▶ _Written exercise_
In the records below, find the line containing "Target: washer pedestal drawer"; give it again exactly, along with every line that follows, and nothing else.

Dataset rows
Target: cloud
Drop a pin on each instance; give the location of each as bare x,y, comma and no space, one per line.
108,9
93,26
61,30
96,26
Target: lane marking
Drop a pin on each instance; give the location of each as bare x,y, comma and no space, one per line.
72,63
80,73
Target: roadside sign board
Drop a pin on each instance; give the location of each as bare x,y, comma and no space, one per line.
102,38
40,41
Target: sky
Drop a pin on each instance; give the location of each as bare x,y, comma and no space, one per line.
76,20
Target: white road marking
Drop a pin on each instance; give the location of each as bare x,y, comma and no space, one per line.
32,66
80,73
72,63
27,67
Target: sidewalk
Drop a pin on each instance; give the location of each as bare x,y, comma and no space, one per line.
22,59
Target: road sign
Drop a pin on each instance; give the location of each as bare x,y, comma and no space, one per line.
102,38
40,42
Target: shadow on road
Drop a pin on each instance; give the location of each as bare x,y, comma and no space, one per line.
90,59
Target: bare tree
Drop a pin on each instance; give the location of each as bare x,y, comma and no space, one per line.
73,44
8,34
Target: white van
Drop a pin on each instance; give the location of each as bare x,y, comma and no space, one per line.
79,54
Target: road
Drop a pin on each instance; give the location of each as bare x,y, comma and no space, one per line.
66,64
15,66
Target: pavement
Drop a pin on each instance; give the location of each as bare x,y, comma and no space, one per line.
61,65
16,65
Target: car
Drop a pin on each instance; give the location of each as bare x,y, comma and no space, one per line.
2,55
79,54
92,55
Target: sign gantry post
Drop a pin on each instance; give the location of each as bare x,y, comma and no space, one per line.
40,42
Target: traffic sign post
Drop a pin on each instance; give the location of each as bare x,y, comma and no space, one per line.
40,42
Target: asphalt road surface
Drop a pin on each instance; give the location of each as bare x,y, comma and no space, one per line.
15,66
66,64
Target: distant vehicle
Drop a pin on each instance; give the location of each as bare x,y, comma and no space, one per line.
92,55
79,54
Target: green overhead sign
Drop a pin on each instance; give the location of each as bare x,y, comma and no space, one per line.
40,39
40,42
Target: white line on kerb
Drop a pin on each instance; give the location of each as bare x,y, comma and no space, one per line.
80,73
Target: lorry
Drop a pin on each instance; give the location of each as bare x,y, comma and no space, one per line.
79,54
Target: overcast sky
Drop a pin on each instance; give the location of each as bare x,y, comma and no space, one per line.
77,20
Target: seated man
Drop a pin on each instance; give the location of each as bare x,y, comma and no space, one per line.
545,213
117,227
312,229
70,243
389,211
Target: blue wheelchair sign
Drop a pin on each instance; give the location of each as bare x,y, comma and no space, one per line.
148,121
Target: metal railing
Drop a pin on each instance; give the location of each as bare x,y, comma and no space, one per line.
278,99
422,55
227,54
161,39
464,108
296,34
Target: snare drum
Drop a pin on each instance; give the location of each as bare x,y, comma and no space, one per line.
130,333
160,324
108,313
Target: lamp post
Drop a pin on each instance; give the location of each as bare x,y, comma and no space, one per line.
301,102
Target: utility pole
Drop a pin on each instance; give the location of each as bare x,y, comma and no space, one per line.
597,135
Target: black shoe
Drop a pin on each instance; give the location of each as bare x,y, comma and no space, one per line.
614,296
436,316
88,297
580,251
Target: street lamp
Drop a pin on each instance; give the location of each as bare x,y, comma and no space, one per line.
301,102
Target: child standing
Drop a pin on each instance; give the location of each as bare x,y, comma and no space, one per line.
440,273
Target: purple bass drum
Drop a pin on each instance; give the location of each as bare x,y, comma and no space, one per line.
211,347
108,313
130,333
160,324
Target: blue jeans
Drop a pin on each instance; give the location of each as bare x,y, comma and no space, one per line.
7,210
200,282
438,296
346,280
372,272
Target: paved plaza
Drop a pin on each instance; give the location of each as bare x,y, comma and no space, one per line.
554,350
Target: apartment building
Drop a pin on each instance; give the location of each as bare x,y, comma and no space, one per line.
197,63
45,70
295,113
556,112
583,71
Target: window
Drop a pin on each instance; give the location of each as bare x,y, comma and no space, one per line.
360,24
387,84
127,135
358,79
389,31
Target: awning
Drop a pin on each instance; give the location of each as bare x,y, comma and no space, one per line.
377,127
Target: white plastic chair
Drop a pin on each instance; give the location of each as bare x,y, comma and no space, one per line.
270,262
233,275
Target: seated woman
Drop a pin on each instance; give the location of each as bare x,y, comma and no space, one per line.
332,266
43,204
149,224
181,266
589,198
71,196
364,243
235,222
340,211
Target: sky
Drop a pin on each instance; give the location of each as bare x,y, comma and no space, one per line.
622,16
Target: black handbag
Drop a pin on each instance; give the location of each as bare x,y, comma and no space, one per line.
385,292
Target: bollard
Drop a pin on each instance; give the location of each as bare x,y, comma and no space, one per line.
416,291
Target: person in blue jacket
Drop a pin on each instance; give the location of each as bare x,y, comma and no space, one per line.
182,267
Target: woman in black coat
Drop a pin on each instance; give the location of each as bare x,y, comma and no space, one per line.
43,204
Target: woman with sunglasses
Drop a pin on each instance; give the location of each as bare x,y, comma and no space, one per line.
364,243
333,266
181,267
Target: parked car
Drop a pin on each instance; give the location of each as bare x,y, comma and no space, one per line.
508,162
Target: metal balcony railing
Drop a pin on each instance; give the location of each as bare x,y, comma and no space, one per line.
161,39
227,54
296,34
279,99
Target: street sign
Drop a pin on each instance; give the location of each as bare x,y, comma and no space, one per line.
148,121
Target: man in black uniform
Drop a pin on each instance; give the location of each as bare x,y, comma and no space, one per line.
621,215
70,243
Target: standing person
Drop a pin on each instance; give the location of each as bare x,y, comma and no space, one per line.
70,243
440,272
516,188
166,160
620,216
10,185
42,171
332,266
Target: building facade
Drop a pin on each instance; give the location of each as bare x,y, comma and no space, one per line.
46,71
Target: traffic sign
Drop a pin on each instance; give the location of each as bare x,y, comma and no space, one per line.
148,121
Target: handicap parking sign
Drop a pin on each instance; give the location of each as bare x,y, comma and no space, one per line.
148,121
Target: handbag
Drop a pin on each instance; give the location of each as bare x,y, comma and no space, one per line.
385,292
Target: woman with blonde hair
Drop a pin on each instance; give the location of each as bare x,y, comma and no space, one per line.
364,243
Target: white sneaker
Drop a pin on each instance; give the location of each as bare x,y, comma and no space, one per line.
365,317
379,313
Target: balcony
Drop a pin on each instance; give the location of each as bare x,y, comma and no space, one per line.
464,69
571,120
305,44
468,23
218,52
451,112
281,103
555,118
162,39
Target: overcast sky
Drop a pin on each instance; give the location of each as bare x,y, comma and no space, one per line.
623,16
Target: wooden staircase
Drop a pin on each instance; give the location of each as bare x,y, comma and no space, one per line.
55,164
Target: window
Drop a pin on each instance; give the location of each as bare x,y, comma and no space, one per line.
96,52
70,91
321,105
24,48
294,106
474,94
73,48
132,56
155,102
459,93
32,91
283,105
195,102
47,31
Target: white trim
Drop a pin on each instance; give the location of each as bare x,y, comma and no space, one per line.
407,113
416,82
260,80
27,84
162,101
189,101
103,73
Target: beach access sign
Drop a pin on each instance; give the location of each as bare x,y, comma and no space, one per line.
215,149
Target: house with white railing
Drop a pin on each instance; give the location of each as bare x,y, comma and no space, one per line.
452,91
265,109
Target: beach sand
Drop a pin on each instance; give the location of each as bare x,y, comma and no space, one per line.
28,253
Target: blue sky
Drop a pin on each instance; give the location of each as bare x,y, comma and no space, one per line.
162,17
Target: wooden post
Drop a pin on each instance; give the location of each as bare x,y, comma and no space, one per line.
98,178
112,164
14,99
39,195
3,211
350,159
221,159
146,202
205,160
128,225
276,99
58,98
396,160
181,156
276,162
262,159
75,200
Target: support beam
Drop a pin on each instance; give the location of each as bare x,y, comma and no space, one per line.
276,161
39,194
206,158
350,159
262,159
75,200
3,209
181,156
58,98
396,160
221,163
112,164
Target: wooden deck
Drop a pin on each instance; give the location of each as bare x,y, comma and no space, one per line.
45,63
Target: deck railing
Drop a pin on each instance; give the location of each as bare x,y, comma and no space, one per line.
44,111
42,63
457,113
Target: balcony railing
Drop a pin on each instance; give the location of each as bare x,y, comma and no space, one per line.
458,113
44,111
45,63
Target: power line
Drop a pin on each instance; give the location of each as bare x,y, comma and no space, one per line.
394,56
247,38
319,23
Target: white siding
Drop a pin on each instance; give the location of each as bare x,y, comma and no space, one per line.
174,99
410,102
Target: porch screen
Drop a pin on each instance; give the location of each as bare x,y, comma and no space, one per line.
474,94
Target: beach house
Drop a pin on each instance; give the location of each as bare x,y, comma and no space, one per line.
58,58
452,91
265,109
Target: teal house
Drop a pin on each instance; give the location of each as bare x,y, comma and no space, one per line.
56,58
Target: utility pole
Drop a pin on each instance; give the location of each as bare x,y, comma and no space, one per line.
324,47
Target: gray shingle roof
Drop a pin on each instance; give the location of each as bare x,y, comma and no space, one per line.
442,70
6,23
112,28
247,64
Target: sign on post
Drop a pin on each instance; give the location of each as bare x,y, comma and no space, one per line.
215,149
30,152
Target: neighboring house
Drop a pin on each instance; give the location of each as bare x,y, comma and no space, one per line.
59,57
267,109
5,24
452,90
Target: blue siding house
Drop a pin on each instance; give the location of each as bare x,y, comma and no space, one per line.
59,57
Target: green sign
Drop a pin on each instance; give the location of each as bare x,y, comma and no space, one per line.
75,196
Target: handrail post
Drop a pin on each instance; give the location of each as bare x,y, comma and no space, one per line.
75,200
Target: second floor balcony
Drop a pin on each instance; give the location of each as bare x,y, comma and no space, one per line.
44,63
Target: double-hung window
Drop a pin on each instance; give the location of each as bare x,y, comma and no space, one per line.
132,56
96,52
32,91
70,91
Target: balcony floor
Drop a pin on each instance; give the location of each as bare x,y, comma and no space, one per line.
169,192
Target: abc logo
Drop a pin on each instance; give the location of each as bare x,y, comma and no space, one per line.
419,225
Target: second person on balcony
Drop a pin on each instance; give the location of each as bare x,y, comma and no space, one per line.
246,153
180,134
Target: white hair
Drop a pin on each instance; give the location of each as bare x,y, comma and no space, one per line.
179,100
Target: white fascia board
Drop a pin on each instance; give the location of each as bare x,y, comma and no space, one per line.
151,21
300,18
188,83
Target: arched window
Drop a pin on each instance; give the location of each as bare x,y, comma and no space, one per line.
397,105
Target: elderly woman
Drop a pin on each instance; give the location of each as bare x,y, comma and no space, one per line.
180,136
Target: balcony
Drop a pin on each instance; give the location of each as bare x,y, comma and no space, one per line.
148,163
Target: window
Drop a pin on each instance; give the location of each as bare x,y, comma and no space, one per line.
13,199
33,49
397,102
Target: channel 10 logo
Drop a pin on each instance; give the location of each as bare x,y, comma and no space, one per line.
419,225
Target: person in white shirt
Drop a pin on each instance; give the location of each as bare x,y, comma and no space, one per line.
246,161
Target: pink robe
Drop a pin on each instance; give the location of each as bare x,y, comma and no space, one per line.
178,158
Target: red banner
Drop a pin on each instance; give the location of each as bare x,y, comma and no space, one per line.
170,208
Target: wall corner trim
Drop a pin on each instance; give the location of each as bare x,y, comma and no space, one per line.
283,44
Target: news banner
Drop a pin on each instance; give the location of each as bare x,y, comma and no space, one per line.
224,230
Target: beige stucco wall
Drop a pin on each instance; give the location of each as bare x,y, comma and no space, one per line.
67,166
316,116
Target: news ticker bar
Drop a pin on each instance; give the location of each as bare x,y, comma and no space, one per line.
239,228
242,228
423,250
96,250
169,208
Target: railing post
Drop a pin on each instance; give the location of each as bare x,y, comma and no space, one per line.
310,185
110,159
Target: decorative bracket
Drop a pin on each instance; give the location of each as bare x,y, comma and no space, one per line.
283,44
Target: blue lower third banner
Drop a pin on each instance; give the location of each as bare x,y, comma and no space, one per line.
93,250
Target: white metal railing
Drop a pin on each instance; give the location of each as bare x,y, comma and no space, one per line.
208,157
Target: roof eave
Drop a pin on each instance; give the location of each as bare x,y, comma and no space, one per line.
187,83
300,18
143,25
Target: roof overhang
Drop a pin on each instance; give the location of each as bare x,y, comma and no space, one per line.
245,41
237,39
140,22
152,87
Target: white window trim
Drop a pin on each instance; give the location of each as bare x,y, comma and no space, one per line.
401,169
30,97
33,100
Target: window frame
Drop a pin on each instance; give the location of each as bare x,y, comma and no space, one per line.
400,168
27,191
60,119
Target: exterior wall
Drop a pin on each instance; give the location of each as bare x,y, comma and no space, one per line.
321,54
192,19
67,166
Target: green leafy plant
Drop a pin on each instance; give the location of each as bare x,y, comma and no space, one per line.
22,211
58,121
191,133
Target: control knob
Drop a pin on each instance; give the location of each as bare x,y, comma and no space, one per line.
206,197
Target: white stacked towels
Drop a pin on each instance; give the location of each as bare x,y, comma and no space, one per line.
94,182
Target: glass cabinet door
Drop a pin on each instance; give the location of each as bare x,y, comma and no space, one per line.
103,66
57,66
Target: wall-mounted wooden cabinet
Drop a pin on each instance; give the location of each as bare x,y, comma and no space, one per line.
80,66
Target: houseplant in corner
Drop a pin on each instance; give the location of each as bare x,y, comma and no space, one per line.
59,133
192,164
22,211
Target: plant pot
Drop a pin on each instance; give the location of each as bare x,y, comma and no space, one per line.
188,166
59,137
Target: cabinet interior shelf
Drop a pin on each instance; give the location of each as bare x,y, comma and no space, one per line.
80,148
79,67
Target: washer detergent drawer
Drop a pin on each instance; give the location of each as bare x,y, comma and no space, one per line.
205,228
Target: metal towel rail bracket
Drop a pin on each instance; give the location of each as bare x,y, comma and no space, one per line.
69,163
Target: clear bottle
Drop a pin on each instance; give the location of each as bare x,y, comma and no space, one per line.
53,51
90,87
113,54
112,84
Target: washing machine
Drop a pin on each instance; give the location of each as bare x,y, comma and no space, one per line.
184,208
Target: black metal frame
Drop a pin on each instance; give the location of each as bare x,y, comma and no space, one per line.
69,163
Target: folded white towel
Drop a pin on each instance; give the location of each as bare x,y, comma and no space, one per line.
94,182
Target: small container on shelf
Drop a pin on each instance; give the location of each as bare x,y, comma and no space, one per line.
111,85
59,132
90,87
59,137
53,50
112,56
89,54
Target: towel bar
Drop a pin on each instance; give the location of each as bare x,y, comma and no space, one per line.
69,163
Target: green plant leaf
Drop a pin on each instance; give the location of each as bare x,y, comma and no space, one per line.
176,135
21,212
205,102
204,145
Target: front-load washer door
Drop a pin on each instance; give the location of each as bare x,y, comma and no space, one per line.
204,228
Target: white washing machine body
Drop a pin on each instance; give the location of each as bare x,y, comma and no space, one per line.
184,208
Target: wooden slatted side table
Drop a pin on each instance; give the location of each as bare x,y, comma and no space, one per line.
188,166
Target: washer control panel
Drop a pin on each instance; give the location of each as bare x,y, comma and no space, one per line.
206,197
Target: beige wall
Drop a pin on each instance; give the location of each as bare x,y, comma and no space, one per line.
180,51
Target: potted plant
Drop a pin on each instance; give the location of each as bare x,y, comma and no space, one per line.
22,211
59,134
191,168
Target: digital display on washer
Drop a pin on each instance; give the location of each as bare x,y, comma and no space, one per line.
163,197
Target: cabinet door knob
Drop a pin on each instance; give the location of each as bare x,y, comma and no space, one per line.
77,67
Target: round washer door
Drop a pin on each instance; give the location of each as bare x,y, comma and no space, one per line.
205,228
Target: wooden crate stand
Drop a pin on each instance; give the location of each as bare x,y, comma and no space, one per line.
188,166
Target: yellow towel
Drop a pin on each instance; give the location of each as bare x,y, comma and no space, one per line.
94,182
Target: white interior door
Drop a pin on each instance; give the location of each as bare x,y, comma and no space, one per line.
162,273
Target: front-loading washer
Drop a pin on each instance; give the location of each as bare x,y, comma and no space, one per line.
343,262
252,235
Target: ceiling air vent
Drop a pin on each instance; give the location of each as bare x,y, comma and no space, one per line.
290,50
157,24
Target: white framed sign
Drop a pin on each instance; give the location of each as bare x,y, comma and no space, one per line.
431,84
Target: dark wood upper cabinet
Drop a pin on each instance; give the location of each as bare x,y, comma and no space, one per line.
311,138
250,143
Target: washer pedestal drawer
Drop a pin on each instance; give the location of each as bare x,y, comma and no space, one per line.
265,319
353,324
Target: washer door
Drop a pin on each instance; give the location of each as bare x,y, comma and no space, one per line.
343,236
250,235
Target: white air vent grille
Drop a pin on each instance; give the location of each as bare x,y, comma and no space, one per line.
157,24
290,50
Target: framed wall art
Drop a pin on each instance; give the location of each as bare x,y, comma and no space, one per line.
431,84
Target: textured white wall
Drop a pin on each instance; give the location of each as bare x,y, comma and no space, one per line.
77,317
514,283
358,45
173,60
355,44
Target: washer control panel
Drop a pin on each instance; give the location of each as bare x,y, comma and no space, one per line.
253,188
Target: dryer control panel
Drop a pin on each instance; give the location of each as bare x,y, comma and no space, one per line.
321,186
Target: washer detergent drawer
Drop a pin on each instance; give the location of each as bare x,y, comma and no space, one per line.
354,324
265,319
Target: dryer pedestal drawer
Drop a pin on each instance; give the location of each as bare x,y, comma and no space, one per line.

▶ _Exercise solution_
Target: washer pedestal drawer
Drop a pin on each instance; give the location of each as bare x,y, comma and no space, one per line.
265,319
353,324
Target: washer door
Drop a pin on each instance; give the location of each as bare x,y, comma and no space, one per line.
343,236
250,235
Target: white air vent grille
Drop a pin on each instance; give the location of each as bare x,y, comma and no space, one per line.
157,24
290,50
Target: framed wall art
Drop a pin on each instance; give the location of each as bare x,y, comma and no space, one per line.
431,84
Target: textured white wall
Drop a pin on each instance; give the location of each as bare x,y, comma and no space, one per line.
77,317
514,283
358,45
173,60
355,44
Target: washer control panel
Drop a pin on each instance; give the location of each as bare x,y, comma and no space, one per line.
253,188
Target: dryer control panel
Drop a pin on each instance; give the location of each as bare x,y, comma and no space, one per line.
321,186
Target: washer detergent drawer
Drop a pin on each instance; give the location of each as bare x,y, comma and no space, one per line.
354,324
265,319
Target: dryer pedestal drawer
Drop a pin on each instance; give the location of each as bare x,y, comma and no space, one per line.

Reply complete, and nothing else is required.